## Requirement
Retype, without any change, the first line of the records and every line after it through the one containing "target | dog's head".
==================================================
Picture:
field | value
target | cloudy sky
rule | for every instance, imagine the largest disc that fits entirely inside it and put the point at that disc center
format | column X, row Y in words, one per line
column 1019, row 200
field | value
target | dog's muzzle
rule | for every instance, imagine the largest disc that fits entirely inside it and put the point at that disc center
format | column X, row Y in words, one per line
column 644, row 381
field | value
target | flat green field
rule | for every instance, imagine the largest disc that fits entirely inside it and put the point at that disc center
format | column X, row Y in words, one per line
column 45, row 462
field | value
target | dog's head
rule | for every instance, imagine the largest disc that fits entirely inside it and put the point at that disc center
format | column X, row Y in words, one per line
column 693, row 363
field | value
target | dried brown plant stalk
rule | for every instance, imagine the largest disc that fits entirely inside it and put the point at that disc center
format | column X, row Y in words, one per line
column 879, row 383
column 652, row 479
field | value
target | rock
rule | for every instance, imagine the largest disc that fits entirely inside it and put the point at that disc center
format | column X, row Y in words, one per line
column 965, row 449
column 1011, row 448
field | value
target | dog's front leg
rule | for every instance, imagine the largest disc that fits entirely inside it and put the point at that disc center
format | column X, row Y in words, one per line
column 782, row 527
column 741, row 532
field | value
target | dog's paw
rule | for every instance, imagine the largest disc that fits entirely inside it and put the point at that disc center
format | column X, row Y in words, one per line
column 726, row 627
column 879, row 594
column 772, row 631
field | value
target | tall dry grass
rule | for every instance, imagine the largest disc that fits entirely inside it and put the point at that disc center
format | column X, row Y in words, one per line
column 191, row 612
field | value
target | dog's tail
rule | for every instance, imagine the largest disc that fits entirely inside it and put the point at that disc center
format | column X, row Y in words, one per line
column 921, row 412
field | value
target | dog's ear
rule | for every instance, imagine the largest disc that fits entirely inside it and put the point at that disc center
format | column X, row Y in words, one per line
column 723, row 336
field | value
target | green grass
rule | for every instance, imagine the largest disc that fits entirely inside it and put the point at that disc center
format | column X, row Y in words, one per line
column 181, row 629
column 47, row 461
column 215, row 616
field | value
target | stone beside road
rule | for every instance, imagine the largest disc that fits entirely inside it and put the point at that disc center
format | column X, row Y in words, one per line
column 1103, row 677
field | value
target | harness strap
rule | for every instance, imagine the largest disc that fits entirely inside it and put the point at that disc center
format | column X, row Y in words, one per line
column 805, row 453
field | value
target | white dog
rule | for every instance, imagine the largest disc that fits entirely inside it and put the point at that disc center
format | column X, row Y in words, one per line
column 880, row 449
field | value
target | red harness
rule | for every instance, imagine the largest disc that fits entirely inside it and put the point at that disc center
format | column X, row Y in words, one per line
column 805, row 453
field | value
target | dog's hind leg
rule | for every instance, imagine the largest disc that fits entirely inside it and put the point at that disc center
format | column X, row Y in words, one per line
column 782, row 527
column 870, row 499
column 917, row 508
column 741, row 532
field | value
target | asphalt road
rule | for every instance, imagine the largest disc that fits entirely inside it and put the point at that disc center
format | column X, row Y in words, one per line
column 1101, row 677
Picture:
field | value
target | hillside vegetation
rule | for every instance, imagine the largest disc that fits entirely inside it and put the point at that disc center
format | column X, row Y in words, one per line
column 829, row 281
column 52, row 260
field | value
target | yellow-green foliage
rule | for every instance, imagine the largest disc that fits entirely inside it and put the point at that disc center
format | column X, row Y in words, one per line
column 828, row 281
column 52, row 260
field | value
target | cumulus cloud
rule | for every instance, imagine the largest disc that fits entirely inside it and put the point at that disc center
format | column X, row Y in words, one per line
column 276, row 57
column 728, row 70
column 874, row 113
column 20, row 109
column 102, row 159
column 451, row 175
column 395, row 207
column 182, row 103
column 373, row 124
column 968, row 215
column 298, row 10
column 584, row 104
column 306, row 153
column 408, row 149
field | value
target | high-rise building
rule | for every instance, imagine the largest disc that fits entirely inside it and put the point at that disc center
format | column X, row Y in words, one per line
==================================================
## Task solution
Picture:
field | value
target | cloudy sky
rule | for every instance, imagine the largest disc that fits entirely inside it and put the point at that disc center
format | column X, row Y in words, one per line
column 1019, row 200
field | value
target | dog's muzzle
rule | for every instance, imagine the largest disc that fits entirely inside it and put the point at that disc center
format | column X, row Y in words, one per line
column 644, row 381
field | value
target | flat green field
rule | for every instance, imagine the largest disc that fits entirely inside it and put the point at that disc center
format | column X, row Y in words, one per line
column 45, row 462
field | value
target | dog's head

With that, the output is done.